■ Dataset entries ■

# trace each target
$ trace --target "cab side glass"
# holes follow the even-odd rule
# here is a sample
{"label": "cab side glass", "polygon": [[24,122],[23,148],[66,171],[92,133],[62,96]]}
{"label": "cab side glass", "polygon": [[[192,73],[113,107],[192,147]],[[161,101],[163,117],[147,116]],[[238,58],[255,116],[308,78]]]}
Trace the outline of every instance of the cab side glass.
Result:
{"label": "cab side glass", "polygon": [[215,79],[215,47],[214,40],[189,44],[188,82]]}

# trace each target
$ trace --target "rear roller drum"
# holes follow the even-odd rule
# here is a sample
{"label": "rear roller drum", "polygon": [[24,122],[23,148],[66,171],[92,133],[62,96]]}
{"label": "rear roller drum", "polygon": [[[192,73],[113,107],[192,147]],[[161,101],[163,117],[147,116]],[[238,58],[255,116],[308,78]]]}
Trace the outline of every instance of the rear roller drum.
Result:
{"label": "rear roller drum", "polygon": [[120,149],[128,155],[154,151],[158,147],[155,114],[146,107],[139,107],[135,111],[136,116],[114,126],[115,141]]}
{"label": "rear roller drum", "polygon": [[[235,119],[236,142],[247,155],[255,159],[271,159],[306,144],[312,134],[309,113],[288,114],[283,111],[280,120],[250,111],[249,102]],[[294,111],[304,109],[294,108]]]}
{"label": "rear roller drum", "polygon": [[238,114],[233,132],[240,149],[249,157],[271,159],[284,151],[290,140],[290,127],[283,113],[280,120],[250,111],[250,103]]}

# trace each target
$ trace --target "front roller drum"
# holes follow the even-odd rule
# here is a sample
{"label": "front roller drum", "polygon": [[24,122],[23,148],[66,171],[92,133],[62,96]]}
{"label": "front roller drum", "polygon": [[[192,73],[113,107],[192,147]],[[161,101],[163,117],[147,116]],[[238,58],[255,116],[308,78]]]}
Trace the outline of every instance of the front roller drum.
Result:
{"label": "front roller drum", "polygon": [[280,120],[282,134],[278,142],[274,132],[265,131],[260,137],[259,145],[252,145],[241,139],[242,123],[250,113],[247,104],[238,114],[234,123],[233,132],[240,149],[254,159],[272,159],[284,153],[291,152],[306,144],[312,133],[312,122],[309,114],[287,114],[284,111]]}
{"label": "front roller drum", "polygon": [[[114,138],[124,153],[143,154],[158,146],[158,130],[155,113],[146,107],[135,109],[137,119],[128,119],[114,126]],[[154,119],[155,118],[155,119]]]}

■ Work required ■
Pick out every line in the material above that contains the word "outline", and copy each one in full.

■ Completed task ■
Trace the outline of every instance of the cab side glass.
Trace the outline of every instance of the rear roller drum.
Trace the outline of every instance of the front roller drum.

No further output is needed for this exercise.